#### Problems to solve
[1] In the text on unlearning, who used the manicured garden as a metaphor?
[2] Write the next few sentences of the text on unlearning, picking up right after its final sentence.

-- Exercise passage follows --

11 February 2019
Have you ever heard of
unlearning? Our world
views, our mental models, are shaped by our education, but also by our personal
experiences, opportunities, communities, cultures, societies and psyches. These
are increasingly in the control of the financial system. In our financial
system where financiers move to new frontiers of ownership, financial value is
being created through the production of scarcity via commons privatised, and as
a result, production of poverty. And one can see the same happening in
education and the intellectual space that we all hold. Mental environmentalism,
if you will. I will go back a few steps to make my point.
An excellent example is the manicured garden (like the one in the image above).
This is a great metaphor used by Alex Dunedin in his article "
Education, Utopia, Necessity, and Existential Poverty".
He used this as a backdrop to his main argument about education - "one of
seeping abundance which is actually a creeping desertification".

-- Exercise passage concluded --
-- Input data follows --

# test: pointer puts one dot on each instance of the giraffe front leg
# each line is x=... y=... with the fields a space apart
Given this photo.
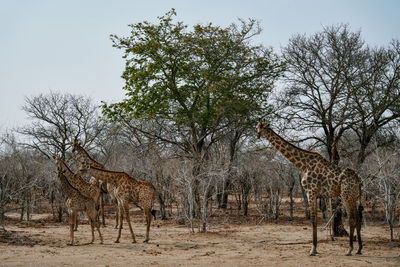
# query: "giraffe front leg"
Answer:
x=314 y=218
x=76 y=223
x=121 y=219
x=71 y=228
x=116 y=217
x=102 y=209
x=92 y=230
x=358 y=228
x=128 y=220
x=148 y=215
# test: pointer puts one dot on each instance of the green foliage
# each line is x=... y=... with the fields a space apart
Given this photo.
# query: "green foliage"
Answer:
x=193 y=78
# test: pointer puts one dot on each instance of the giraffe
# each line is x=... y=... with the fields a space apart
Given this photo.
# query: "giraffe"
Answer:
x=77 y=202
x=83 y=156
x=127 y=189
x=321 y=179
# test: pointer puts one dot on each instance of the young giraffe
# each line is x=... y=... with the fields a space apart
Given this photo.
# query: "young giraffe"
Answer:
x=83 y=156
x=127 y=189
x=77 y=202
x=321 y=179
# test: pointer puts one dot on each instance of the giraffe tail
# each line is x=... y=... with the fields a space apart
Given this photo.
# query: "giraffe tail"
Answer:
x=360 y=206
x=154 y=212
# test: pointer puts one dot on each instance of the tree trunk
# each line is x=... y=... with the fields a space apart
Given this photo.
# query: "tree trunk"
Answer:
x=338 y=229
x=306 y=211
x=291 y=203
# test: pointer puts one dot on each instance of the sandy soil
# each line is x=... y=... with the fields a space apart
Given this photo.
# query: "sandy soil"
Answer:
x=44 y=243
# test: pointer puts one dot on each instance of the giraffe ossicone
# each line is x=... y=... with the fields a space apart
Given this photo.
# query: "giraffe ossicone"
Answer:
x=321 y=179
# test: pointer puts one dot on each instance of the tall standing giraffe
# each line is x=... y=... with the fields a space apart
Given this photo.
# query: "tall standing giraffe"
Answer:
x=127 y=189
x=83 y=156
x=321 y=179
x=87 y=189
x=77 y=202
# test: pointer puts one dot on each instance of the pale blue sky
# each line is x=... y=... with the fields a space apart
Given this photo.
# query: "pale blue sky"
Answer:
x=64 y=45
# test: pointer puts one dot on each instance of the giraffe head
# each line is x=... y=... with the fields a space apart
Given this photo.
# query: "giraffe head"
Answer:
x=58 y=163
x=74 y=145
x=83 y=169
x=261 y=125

-- Input data concluded --

#### Task-by-task results
[1] Alex Dunedin, in his article "Education, Utopia, Necessity, and Existential Poverty."

[2]
The commonly manicured garden is dominated by a lawn usually sterilised by a
single (usually genetically-modified) species of grass, neatly lined up bulbs
and plants of alien species that flower but produce no fruit, purely
ornamental. Nearly all presence of 'unathorised' plant and animal species are
sterilised and eradicated from the habitat. If we observe this over time, we
can notice that the insect life, the soil biome, the indigenous animals and
plants are imposed upon, uprooted, excluded and destroyed. The garden is closed
up, keeping everything outside out, it is sprayed with herbicides, fungicides
and insecticides. The perennial colonial country garden, as Dunedin puts it, is
not a scene of abundance but instead the displaying colours of an environmental
and existential holocaust.
This serves as a metaphor of what is happening in our "socio-intellectual
and cultural context as hegemonic monocultures act to homogenise the diverse landscape"
according to one world view/mental model.
The founder of General Semantics, Alfred Korzibski, said that "all human
knowledge is conditioned and limited, at present, by the properties of light
and human symbolism" and that the "solution of all human problems
depends upon inquiries into these two conditions and limitations".
Right now, as we stand, the same knowledge between two people might not be seen
with the same merit. This undervaluing of knowledge exists in many forms. For
instance, look at the issue of women with the same skills and knowledge as men
being paid less or not considered for positions on the basis of their gender.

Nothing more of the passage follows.